→ **Records provided**

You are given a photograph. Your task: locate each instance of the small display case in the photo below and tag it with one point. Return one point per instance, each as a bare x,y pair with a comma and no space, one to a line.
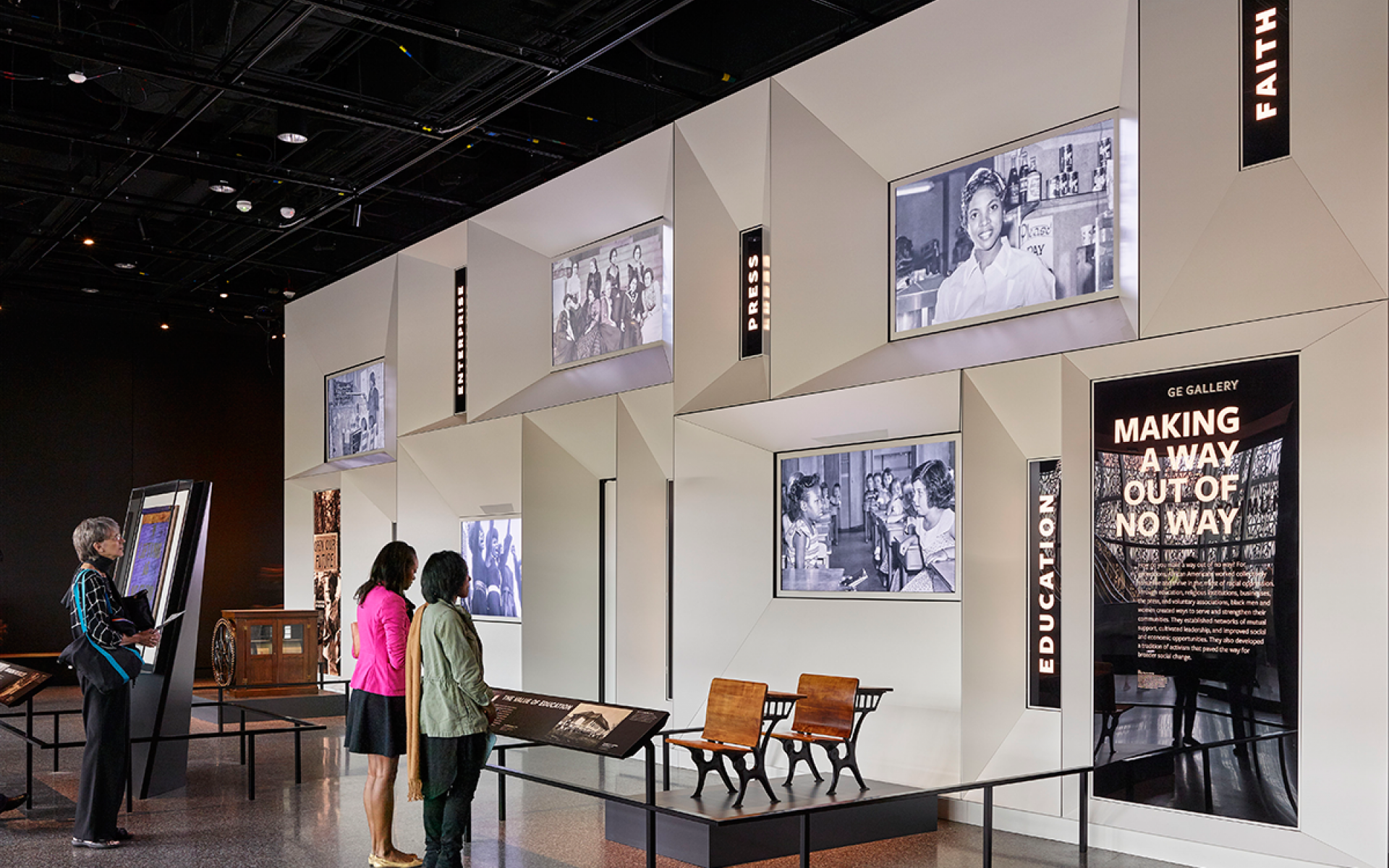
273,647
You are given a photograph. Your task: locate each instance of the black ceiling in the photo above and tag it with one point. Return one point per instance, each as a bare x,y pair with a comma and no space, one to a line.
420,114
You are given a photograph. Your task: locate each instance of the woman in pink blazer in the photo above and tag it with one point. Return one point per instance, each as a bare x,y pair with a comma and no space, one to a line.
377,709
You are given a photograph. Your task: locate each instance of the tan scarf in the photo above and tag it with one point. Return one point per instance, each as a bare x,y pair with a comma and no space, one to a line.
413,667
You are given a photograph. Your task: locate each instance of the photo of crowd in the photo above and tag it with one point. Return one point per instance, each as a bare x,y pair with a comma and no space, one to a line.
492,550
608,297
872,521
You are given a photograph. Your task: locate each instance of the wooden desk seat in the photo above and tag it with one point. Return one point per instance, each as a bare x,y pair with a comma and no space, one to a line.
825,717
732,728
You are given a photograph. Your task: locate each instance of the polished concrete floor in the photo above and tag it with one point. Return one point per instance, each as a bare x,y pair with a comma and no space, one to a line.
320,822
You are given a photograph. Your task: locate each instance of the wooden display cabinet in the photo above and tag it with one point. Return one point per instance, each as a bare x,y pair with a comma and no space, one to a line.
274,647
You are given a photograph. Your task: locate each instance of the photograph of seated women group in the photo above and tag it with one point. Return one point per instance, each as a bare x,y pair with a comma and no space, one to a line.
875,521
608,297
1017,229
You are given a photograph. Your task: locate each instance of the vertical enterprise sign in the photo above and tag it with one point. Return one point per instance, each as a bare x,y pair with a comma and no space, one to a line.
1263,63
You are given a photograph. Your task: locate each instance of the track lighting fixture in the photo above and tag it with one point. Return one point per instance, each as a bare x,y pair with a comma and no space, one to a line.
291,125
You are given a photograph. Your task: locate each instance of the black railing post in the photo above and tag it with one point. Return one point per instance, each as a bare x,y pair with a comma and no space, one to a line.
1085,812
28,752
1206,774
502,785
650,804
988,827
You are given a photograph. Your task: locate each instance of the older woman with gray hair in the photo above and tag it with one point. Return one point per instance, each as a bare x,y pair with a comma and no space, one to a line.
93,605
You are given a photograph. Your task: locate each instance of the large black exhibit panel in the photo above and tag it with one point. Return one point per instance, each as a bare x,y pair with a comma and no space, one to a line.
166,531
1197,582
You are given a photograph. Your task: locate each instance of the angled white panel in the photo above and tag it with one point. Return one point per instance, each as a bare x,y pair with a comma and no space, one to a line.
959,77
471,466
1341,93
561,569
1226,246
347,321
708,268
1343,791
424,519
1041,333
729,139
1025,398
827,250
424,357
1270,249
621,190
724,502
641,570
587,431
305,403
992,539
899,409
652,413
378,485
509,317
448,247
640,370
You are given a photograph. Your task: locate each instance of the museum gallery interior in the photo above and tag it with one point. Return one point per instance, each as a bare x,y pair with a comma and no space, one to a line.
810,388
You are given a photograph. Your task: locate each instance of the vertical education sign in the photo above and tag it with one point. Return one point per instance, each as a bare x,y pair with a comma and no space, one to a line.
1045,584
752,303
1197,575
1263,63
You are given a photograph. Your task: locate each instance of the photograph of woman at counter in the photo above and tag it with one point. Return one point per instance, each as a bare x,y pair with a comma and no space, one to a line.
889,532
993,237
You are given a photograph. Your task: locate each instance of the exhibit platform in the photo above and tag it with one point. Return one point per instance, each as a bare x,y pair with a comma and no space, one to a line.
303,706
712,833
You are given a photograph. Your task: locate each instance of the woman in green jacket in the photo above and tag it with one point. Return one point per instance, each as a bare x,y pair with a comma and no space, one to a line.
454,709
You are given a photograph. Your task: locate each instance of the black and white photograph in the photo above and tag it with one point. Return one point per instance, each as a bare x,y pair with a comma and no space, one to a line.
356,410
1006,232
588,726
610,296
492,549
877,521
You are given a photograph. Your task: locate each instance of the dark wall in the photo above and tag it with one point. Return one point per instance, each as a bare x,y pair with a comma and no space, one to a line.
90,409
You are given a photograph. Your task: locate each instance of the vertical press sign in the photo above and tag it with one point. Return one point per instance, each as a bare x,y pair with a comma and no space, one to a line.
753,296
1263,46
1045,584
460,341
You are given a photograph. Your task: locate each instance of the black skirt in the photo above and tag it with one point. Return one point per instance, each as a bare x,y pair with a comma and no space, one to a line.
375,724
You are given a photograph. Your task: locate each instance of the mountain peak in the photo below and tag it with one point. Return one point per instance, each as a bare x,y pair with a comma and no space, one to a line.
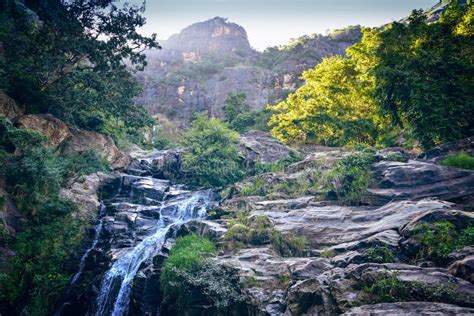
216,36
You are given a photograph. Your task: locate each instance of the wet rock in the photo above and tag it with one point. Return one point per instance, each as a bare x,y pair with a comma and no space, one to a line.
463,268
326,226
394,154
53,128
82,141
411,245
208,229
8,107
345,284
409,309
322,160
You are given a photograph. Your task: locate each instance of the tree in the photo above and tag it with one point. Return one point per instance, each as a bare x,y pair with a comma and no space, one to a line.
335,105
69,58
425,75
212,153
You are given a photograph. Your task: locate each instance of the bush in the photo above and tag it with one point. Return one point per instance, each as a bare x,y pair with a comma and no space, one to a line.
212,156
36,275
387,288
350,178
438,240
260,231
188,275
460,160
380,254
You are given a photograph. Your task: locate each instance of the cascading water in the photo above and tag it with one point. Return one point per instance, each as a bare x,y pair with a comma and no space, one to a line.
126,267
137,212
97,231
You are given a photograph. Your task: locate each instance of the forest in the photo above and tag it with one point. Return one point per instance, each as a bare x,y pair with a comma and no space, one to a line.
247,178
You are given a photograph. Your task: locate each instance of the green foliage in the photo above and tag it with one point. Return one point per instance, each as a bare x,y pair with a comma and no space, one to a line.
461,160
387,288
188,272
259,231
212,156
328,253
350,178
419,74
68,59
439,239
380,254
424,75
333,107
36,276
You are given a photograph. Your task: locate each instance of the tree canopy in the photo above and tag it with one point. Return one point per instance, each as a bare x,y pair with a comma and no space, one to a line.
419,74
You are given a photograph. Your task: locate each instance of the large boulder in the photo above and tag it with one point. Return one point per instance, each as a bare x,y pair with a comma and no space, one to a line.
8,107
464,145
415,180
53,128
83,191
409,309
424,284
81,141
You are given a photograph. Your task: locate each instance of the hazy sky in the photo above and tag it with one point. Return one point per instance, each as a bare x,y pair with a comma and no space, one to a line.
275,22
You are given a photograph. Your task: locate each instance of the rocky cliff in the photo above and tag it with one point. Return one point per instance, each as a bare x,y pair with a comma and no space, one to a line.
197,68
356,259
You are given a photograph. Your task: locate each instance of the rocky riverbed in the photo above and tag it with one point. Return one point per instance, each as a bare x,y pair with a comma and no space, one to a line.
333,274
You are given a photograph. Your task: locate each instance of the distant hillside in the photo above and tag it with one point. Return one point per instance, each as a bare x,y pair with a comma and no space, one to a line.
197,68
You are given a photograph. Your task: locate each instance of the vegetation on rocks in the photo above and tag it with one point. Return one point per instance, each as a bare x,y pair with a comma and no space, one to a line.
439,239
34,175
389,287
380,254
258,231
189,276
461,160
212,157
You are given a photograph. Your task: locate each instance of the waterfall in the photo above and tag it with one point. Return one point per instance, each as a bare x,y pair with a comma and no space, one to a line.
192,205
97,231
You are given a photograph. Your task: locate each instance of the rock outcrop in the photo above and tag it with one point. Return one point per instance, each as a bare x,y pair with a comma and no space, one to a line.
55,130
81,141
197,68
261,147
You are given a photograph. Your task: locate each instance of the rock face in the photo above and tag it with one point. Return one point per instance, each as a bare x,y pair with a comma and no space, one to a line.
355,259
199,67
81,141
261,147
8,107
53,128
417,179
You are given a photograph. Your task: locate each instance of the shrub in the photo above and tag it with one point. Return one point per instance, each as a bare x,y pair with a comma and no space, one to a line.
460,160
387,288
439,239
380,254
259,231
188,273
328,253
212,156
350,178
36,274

* * *

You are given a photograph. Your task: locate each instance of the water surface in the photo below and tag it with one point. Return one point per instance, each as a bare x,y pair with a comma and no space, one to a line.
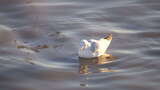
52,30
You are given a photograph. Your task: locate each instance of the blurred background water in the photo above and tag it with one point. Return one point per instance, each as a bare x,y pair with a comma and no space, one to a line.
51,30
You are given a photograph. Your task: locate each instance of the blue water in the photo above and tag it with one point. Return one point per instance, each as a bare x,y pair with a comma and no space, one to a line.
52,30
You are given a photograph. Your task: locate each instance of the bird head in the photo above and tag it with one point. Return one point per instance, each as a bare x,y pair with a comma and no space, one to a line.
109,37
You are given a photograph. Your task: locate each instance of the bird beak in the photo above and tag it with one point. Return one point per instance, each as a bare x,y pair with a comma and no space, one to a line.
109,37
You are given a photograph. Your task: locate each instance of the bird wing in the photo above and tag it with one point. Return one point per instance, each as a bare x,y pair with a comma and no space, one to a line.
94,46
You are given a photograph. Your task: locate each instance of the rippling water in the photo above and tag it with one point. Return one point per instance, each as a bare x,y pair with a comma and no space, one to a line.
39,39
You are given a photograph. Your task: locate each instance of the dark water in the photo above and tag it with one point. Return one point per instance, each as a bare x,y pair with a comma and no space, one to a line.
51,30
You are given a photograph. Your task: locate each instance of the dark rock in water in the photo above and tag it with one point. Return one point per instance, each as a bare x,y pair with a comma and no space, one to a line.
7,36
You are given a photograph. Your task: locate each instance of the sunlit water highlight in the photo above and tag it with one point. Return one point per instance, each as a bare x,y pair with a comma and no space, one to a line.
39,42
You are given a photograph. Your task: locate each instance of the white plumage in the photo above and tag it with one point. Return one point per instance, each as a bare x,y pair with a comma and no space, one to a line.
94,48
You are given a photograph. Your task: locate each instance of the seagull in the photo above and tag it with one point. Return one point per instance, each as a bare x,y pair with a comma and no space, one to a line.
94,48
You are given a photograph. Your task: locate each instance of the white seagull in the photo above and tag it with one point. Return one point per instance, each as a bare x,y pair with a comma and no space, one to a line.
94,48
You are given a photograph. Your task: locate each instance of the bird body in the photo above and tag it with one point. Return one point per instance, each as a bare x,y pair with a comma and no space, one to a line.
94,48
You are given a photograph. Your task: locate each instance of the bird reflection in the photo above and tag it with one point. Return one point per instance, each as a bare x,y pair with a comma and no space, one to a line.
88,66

--

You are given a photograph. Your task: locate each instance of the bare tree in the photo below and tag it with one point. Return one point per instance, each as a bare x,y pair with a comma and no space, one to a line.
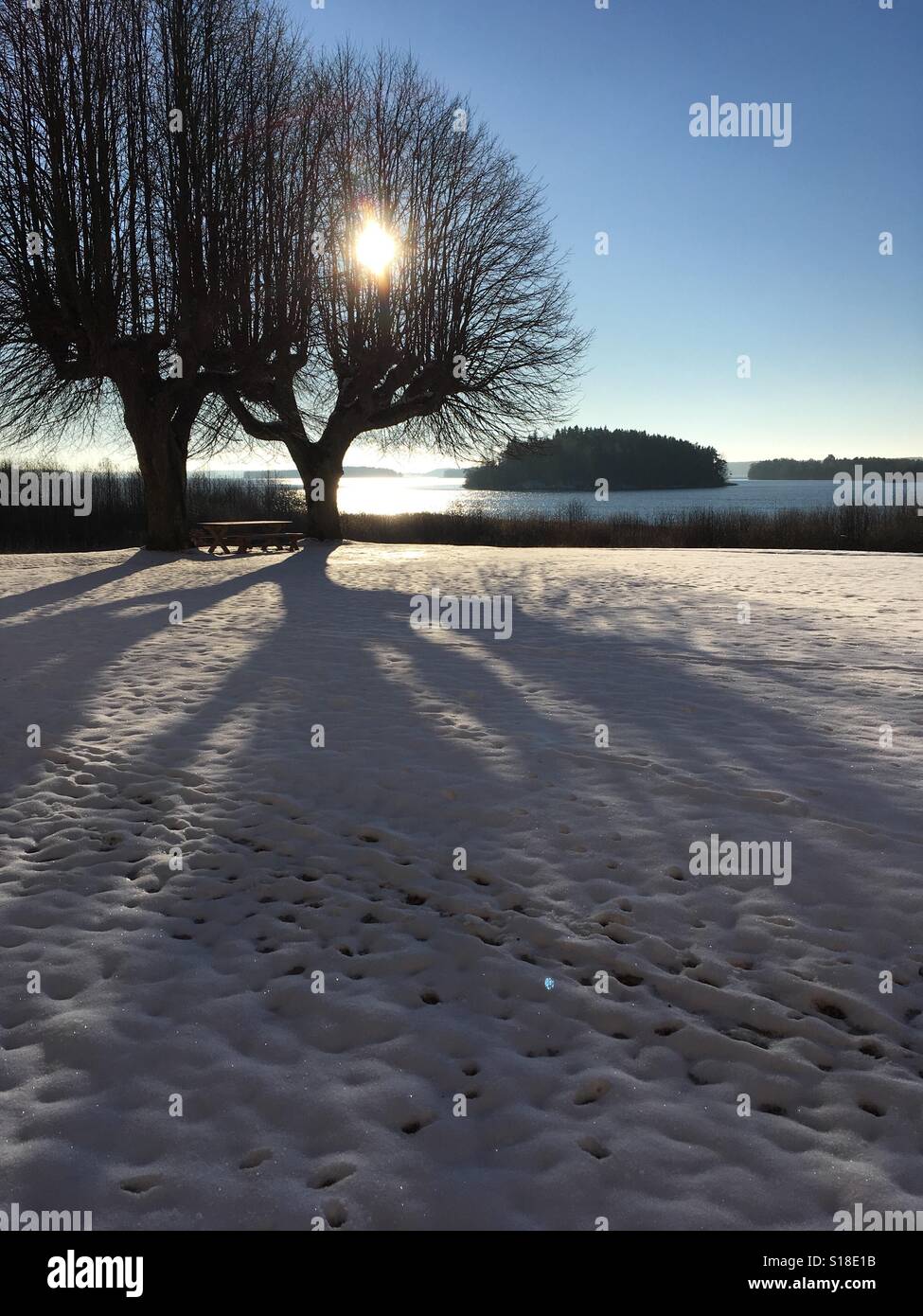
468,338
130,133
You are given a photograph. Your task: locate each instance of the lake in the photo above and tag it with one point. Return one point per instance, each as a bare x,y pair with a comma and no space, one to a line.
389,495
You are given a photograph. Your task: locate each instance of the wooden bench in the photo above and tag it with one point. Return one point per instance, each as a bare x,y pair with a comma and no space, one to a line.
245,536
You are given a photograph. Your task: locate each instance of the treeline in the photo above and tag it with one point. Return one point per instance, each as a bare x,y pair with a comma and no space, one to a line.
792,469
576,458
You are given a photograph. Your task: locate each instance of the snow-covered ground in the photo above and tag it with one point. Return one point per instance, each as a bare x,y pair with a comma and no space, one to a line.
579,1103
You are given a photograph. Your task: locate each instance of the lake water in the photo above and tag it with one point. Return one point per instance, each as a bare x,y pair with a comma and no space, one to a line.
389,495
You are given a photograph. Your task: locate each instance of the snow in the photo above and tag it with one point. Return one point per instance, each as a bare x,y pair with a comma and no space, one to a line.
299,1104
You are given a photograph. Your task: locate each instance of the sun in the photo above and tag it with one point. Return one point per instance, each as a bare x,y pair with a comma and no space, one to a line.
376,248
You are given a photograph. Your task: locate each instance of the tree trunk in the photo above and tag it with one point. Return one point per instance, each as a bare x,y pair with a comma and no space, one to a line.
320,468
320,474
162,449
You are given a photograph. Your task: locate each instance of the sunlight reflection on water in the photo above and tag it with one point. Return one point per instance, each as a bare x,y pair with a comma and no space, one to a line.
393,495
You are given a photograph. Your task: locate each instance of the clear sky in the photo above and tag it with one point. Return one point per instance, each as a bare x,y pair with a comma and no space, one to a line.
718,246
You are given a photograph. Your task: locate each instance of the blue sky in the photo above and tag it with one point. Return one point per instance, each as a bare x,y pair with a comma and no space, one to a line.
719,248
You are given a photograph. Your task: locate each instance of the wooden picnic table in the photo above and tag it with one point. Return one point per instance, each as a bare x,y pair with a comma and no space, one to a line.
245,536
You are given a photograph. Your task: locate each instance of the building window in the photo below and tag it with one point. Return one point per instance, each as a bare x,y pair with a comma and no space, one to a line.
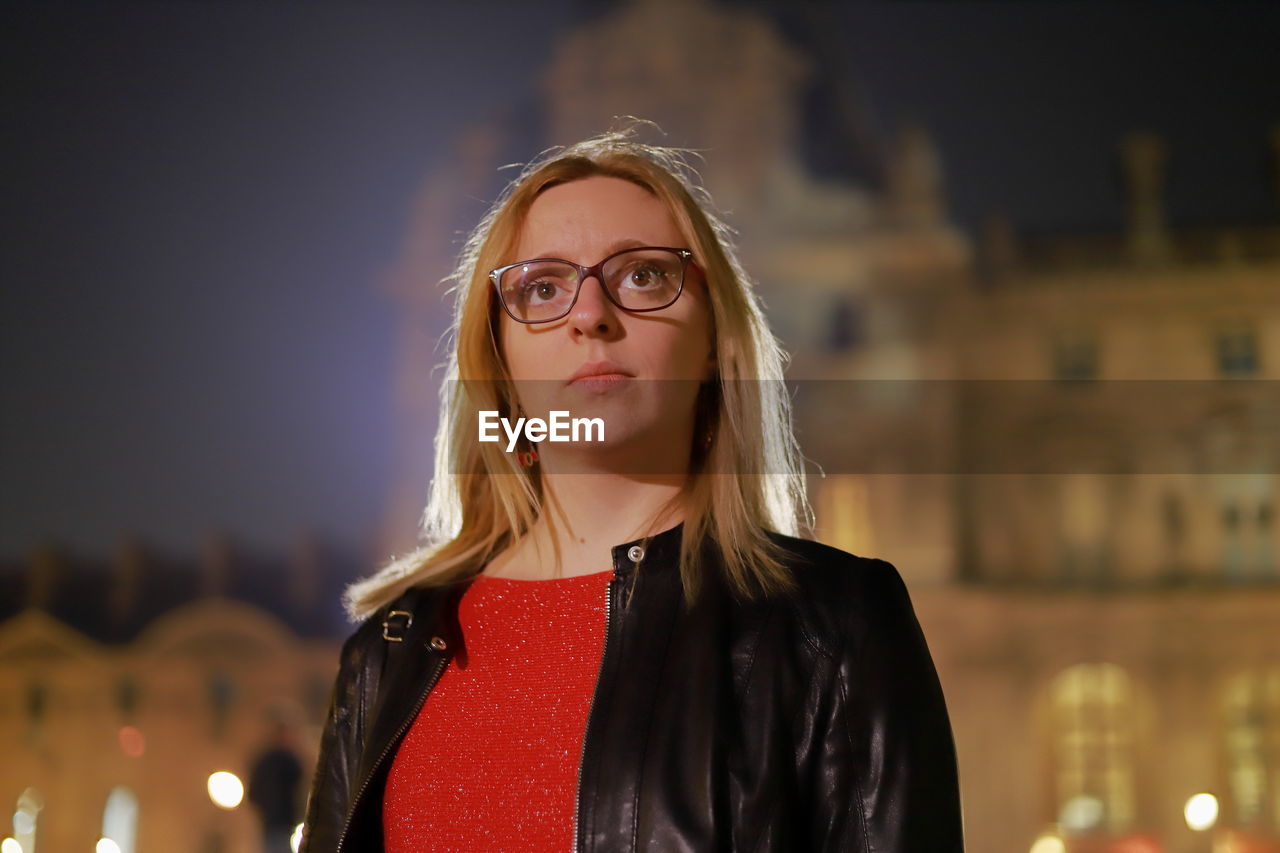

→ **Stated task**
Report every line of the data above that contains the string "angled", copying each one in full.

→ **Finished exercise**
You are given a photograph. Your task: locate each instance of the angled white panel in the photo above and tag it with one point. Return one point per instance, each as a bare x,y pair with a comma and no space, one to a line.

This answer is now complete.